*PROBLEM TO WORK ON*:
Find every line in the rows below that contains the string "rural", and copy each of those lines in full.

(Collected data)
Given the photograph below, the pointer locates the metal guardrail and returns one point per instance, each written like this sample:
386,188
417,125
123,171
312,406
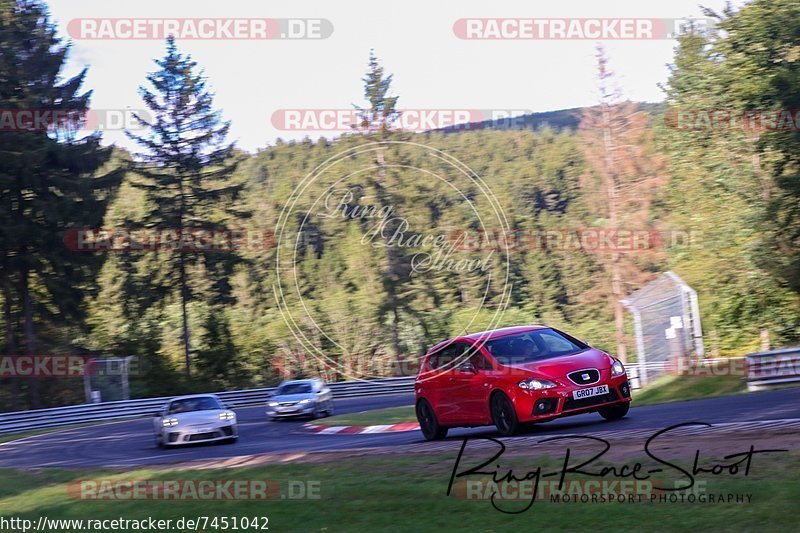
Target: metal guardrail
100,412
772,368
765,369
--
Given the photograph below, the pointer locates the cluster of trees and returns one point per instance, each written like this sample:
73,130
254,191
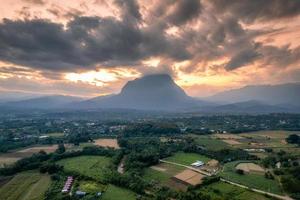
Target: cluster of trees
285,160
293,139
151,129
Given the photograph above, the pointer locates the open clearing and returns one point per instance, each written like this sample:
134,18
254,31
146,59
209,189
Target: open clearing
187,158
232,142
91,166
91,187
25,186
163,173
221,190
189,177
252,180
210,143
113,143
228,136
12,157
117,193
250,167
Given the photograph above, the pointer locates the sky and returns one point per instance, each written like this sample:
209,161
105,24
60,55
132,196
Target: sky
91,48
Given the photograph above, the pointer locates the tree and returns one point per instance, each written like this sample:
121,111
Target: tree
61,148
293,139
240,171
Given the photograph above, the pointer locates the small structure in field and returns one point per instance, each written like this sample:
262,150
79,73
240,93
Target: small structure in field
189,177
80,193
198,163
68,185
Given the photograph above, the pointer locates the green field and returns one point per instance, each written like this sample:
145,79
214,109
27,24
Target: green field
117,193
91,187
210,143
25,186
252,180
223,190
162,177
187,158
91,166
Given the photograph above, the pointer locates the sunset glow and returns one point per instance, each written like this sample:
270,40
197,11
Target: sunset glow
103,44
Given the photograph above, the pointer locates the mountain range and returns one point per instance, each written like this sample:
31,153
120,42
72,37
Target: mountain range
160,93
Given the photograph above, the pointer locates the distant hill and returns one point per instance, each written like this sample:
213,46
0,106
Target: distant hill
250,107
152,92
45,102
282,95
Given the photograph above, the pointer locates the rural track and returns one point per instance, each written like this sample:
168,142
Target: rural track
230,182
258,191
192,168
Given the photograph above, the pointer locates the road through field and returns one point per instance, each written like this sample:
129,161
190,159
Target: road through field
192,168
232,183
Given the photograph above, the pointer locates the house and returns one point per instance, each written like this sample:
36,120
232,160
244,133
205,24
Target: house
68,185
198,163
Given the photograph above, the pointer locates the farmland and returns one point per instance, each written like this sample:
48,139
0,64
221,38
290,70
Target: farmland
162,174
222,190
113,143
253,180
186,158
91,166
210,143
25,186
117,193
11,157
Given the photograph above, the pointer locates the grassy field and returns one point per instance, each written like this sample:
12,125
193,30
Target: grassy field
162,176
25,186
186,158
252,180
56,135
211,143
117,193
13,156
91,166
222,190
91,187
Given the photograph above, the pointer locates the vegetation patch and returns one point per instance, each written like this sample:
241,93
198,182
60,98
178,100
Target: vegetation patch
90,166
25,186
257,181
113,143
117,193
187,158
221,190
...
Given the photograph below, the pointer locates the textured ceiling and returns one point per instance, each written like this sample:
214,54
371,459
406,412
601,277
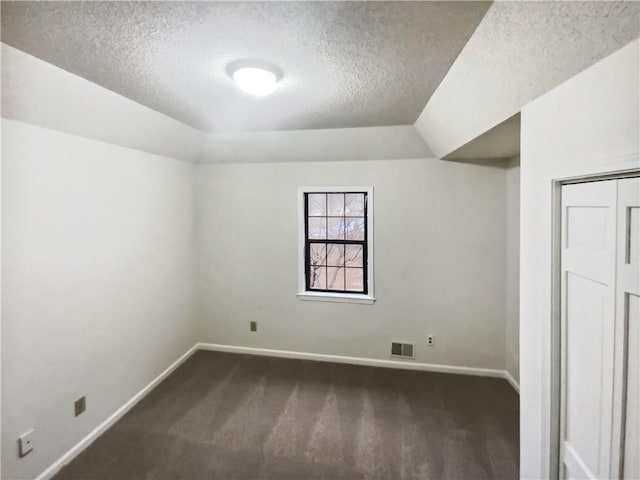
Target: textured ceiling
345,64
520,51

*OUTPUT FOR THIS TASK*:
Given the photograph above, the pointer locates the rural track and returns one point per instance, each written like this sample:
Target: rural track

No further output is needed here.